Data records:
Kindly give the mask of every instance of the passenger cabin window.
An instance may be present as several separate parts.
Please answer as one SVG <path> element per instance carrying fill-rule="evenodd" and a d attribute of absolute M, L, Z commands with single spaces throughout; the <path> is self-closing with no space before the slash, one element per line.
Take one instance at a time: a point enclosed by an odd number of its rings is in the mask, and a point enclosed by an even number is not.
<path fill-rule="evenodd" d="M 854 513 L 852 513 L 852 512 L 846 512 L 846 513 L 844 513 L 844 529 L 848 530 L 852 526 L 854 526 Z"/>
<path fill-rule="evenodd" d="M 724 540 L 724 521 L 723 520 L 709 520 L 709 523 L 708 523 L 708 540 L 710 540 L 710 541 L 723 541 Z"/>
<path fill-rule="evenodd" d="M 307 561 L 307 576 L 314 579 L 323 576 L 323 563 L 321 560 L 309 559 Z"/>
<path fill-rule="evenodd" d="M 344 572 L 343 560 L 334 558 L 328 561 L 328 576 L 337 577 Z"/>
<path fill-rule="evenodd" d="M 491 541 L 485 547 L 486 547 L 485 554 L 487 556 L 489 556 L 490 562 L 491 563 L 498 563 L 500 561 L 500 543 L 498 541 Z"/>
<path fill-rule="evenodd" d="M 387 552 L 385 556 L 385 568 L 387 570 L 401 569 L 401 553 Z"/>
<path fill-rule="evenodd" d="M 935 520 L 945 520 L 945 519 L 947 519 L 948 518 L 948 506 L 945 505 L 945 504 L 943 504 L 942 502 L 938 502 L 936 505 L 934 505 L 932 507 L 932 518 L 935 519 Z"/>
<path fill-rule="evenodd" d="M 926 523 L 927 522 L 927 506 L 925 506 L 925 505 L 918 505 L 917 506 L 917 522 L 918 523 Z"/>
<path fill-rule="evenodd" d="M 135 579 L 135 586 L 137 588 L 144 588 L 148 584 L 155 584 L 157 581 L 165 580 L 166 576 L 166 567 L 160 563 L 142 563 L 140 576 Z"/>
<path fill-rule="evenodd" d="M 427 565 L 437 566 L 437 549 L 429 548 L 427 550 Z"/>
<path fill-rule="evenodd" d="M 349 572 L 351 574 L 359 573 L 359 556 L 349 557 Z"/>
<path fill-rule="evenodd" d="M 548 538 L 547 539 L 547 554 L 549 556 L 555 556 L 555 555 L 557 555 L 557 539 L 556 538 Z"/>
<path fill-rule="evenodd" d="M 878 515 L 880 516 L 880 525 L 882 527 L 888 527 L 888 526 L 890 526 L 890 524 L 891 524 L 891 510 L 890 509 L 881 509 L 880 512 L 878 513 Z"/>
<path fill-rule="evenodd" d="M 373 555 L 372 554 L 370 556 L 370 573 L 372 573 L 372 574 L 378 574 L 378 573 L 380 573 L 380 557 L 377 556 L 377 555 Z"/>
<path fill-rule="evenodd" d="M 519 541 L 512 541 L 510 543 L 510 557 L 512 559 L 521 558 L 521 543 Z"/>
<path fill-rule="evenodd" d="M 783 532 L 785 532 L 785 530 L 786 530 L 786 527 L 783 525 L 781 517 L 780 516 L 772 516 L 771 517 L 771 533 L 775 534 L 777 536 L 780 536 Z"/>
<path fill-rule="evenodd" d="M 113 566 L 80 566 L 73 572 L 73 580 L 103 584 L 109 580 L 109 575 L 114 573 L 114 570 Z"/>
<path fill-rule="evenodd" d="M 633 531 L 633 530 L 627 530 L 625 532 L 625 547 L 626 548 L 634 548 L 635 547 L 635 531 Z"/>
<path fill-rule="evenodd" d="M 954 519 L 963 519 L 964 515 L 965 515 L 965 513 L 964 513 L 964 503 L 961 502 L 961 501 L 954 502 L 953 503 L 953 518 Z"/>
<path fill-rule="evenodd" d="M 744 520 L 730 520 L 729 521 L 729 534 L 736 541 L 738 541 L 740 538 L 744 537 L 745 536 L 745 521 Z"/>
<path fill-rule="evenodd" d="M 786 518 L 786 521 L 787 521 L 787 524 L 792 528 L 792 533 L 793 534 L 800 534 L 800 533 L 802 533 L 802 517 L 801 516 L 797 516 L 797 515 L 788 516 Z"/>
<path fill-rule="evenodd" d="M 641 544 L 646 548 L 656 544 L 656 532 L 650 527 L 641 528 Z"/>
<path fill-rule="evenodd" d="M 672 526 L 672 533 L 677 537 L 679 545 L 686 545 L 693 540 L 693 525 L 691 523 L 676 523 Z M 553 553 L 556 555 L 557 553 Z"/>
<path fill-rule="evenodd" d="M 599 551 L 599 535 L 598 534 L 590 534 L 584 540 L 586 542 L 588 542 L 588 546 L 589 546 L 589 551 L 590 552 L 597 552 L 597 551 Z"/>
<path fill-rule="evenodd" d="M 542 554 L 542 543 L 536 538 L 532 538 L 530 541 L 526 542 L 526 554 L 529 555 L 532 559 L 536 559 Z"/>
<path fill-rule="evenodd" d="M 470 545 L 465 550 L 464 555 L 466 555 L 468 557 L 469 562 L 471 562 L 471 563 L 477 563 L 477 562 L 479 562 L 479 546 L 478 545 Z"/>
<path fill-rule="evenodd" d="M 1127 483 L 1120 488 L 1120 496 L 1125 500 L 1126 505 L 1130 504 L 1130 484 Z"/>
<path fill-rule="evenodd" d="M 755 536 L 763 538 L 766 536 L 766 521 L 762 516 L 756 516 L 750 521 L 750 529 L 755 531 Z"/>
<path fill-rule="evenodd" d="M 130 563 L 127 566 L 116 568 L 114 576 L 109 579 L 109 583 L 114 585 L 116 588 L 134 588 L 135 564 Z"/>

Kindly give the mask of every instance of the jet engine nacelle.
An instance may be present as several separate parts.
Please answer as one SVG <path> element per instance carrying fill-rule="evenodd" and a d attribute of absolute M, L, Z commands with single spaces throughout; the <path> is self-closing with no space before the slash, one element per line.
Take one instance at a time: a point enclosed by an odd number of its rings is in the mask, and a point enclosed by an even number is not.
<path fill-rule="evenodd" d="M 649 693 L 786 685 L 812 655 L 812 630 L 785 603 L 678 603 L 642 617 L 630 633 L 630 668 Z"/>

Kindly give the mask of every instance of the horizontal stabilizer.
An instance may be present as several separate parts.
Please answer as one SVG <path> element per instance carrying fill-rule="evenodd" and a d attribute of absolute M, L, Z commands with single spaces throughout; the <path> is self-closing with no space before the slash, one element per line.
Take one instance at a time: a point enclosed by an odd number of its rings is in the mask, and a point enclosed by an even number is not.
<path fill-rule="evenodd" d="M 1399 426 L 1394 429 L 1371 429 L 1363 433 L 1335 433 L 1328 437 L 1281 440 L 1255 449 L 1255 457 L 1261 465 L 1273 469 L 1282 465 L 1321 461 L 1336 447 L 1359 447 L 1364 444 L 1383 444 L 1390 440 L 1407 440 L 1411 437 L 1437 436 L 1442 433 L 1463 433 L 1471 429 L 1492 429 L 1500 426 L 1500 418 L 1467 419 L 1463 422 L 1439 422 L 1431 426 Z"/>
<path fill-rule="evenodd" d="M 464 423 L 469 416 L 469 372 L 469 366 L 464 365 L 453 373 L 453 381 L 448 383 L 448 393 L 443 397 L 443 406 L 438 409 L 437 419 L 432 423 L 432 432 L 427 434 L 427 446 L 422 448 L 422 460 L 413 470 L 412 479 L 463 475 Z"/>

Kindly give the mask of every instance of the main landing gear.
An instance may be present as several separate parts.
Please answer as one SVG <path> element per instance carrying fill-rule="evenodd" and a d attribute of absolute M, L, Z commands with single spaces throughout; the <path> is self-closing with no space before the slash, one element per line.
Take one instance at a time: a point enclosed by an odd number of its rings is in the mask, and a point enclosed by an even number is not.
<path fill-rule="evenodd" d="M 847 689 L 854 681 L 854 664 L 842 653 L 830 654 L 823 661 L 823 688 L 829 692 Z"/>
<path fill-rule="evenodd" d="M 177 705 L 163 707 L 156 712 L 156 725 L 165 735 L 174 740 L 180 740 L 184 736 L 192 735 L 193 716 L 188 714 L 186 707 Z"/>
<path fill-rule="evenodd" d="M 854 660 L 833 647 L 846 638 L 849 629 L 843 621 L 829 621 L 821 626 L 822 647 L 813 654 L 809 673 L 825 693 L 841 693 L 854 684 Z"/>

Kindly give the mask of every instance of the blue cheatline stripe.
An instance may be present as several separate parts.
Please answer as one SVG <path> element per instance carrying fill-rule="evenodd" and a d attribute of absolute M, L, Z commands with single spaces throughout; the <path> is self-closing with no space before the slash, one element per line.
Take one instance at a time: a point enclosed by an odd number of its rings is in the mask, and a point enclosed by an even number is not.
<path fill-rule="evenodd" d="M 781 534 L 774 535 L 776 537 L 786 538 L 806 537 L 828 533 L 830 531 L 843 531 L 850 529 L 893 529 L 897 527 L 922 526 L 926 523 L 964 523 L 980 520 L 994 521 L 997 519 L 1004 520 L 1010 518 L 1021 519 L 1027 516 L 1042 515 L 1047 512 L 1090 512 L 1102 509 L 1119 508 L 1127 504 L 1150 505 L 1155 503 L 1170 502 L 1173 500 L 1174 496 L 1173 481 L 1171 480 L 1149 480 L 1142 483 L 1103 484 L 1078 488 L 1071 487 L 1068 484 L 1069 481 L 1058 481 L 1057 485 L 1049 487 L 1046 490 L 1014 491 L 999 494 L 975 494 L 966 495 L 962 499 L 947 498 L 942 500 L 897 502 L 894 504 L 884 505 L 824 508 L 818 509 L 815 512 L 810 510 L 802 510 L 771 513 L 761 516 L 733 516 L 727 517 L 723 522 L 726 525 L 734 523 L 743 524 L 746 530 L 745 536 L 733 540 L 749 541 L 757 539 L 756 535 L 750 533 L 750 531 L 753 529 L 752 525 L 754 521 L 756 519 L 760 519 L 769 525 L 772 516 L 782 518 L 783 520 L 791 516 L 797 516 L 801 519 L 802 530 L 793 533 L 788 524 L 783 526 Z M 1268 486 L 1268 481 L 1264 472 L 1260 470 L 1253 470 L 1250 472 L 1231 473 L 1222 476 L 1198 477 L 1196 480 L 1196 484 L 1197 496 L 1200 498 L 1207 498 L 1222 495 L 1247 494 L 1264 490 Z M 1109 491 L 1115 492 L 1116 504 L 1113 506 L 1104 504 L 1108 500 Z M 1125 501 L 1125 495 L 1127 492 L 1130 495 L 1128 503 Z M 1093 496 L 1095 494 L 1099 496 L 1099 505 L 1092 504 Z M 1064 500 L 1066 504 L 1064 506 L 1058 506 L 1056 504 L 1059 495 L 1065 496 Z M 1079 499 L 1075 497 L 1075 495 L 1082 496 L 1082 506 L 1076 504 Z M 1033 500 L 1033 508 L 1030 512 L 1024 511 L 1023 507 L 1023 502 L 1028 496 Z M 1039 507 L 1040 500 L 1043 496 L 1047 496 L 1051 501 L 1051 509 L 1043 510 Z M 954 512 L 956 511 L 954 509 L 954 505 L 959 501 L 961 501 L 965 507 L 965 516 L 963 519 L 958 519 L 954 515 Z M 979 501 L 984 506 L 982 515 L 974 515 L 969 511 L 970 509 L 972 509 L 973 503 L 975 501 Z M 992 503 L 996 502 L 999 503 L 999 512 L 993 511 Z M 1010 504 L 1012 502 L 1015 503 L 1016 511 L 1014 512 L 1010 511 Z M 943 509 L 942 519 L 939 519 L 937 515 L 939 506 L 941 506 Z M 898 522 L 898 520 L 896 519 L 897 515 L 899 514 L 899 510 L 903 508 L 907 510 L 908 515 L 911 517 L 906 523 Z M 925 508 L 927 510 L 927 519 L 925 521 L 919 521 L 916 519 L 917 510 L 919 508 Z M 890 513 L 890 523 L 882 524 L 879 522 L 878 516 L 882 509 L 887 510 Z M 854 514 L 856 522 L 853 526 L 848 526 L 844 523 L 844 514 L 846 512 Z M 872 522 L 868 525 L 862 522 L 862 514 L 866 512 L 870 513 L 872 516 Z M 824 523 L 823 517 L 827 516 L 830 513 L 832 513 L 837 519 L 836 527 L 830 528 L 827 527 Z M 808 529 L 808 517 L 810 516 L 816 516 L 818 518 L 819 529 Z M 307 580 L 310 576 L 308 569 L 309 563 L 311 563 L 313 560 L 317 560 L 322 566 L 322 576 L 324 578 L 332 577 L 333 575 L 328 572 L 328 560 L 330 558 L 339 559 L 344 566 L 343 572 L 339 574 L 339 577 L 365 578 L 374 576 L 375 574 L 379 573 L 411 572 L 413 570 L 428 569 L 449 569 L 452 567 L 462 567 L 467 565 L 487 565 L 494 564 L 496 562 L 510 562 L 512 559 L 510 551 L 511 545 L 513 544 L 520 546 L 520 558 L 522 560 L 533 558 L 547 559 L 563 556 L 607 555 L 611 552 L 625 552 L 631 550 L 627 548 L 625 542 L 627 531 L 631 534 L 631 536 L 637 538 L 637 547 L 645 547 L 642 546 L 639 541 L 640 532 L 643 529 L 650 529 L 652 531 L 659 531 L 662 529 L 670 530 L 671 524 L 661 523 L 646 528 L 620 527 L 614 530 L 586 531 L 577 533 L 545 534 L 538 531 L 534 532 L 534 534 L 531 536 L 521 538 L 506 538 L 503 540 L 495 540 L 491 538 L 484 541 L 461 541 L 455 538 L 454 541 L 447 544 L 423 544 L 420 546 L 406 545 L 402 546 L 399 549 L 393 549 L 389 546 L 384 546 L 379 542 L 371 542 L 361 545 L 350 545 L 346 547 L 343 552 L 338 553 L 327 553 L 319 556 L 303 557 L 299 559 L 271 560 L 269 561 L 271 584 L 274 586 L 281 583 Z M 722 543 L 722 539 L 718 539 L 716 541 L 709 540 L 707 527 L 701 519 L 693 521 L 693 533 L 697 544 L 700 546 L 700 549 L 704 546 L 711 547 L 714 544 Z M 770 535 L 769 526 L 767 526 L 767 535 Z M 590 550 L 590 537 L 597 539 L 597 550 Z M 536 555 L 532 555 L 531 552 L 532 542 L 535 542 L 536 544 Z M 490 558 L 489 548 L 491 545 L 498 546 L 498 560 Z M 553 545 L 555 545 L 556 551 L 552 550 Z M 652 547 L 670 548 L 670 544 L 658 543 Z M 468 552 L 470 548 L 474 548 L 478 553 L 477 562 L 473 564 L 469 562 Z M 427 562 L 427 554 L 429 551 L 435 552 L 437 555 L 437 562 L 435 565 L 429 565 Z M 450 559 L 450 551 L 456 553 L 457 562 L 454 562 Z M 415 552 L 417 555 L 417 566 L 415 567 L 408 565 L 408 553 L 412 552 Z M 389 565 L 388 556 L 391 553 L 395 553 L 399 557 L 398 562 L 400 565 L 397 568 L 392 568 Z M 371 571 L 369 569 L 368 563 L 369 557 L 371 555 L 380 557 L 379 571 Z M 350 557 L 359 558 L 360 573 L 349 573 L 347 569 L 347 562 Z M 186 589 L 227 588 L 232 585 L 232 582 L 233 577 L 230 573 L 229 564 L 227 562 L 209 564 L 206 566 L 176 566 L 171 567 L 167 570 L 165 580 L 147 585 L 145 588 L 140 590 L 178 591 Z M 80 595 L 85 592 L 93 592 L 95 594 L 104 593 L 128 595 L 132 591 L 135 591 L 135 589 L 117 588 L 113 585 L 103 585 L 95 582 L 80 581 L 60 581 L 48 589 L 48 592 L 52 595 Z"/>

About this exercise -
If a line in the entries above contains "give", report it.

Output for this task -
Kindly give the mask of every instance of the passenger cabin window.
Kindly give the mask of every instance of the jet engine nacelle.
Kindly give the mask of every instance of the horizontal stabilizer.
Kindly give the mask of every instance of the main landing gear.
Kindly give the mask of every instance of the blue cheatline stripe.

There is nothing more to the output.